"You never find yourself until you face the truth." Pearl Bailey

"Even when you do absolutely everything you are supposed to do, it doesn't mean you get the life you want." Tracy M

"I've learned that people will forget what you said, people will forget what you did, but people will never forget how you made them feel." Maya Angelou

"I am my own woman." Evita Peron

Monday, September 26, 2011

How Am I A Threat?

Recently I got a 100% on a PSYCH Test. I was so excited! I felt smart, competent, and empowered. When my professor handed me the test she said, "How did you do it mother of five?" I didn't know what to say. I was thinking to myself, "Don't follow me home.. I have a dirty house and a mountain of laundry!" You have to sacrifice something. I figured cleaning and laundry could slide for a few days.
So, When my A called to ask me how I did. I very excitedly shared my grade. He was happy for me. Said he knew I could do it. But then.... he said, "Just more proof that you don't need me." :( That was a downer. Then it kind of p I had all these thoughts run through my head. So, If I stayed uneducated and helpless financially that makes me somehow more attractive to you. WOW!I don't even think he realized what he said to me, or how it sounded.

When did my education become such a threat to someone else? Why is being able to support my family financially a bad thing? Is it because I'll be independant and that's scary? Or maybe that I can save up and buy my own car or house? I don't want to be a helpless dependant person.

Saved entries
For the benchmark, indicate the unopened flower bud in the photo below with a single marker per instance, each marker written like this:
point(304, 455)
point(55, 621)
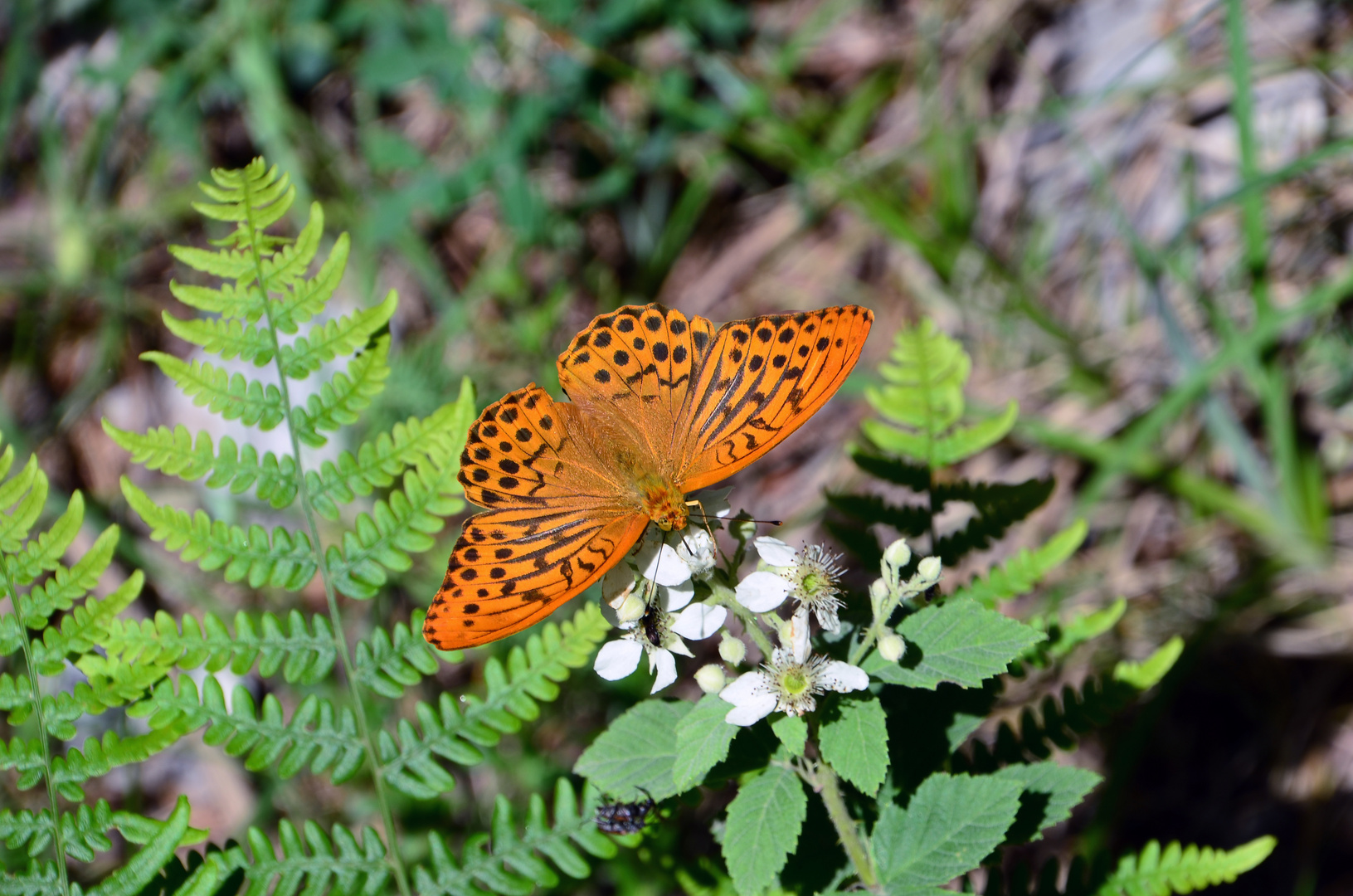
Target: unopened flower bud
point(896, 557)
point(630, 609)
point(711, 679)
point(732, 650)
point(877, 593)
point(928, 570)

_TASKS TO COMPLETE_:
a) Based on the blog post, decide whether each statement agrees with it: (i) The writer scored 100% on a psychology test. (ii) The professor addressed the writer as a mother of four. (iii) The writer decided cleaning and laundry could slide for a few weeks.
b) Reproduce everything in the blog post from "Recently I got" down to "a few days.".

_SOLVED PROBLEMS_:
a)
(i) Yes: "Recently I got a 100% on a PSYCH Test."
(ii) No: "How did you do it mother of five?"
(iii) No: "I figured cleaning and laundry could slide for a few days."

b)
Recently I got a 100% on a PSYCH Test. I was so excited! I felt smart, competent, and empowered. When my professor handed me the test she said, "How did you do it mother of five?" I didn't know what to say. I was thinking to myself, "Don't follow me home.. I have a dirty house and a mountain of laundry!" You have to sacrifice something. I figured cleaning and laundry could slide for a few days.